[Excerpts from a dataset]
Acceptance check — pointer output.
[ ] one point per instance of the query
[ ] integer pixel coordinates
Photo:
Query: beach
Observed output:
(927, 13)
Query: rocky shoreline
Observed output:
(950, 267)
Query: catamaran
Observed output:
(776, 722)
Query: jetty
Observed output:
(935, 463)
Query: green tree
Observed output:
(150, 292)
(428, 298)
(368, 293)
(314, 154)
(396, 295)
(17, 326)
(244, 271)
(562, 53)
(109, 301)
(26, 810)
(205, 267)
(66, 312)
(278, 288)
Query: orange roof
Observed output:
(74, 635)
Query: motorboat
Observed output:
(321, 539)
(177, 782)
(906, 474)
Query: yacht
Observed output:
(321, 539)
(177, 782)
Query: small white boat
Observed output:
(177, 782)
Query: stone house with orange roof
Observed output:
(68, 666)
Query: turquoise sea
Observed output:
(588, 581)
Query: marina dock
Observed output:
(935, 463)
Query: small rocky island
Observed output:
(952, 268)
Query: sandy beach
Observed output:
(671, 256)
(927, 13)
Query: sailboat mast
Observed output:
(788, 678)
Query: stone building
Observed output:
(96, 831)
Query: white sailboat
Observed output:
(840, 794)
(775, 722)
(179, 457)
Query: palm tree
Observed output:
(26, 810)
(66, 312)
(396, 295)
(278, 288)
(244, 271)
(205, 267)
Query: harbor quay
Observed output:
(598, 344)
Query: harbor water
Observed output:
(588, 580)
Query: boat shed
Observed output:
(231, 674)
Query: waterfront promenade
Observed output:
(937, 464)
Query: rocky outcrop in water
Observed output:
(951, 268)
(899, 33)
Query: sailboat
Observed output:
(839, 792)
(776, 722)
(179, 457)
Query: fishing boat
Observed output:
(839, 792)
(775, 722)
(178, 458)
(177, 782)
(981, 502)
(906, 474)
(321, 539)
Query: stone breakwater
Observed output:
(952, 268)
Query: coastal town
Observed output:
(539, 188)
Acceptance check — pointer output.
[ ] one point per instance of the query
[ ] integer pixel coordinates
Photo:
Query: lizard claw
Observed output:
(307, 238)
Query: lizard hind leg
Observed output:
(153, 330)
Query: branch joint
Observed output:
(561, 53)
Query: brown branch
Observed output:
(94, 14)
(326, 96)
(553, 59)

BRIEF → What is needed is an exact transcription of every entry.

YOUR RESPONSE →
Acceptance check — pointer output.
[ ] one point per instance of the query
[ ] integer pixel coordinates
Photo:
Query: beach
Observed output:
(927, 13)
Query: rocky shoreline
Observed output:
(950, 267)
Query: catamaran
Observed output:
(776, 722)
Query: jetty
Observed output:
(935, 463)
Query: green tree
Observed output:
(150, 292)
(428, 298)
(368, 293)
(314, 154)
(396, 295)
(17, 326)
(244, 271)
(562, 53)
(109, 301)
(26, 810)
(205, 267)
(66, 312)
(278, 288)
Query: orange roof
Observed output:
(74, 635)
Query: motorboat
Observed output:
(321, 539)
(177, 782)
(906, 474)
Query: yacht
Observed output:
(321, 539)
(177, 782)
Query: small white boat
Observed output:
(177, 782)
Query: stone house with orange roof
Observed output:
(68, 666)
Query: turquoise sea
Observed output:
(588, 581)
Query: marina dock
Observed output:
(935, 463)
Query: small rocky island
Observed output:
(952, 268)
Query: sandy beach
Observed output:
(671, 256)
(927, 13)
Query: sailboat mast
Observed output:
(788, 678)
Query: stone building
Observed output:
(96, 831)
Query: white sailboat
Observed output:
(840, 794)
(775, 722)
(179, 457)
Query: palm tree
Observed output:
(26, 810)
(66, 312)
(396, 295)
(278, 288)
(244, 271)
(205, 267)
Query: harbor quay
Observed output:
(598, 344)
Query: harbor water
Observed output:
(588, 580)
Query: boat shed
Observed output:
(231, 674)
Query: waterfront promenade
Observed output:
(937, 464)
Query: rocky outcrop in water
Observed output:
(951, 268)
(899, 33)
Query: sailboat
Observed output:
(839, 792)
(776, 722)
(179, 457)
Query: fishing boat
Observed output:
(839, 792)
(775, 722)
(178, 458)
(177, 782)
(981, 502)
(906, 474)
(321, 539)
Query: stone breakwater
Observed output:
(952, 268)
Query: coastal town
Observed output:
(539, 188)
Acceptance check — pointer output.
[ ] one point per instance of the query
[ ] integer pixel coordinates
Photo:
Query: lizard claw
Observed output:
(307, 238)
Query: lizard hind leg
Observed output:
(153, 330)
Query: branch joint
Observed output:
(561, 53)
Query: brown branch
Observed output:
(94, 14)
(326, 96)
(553, 59)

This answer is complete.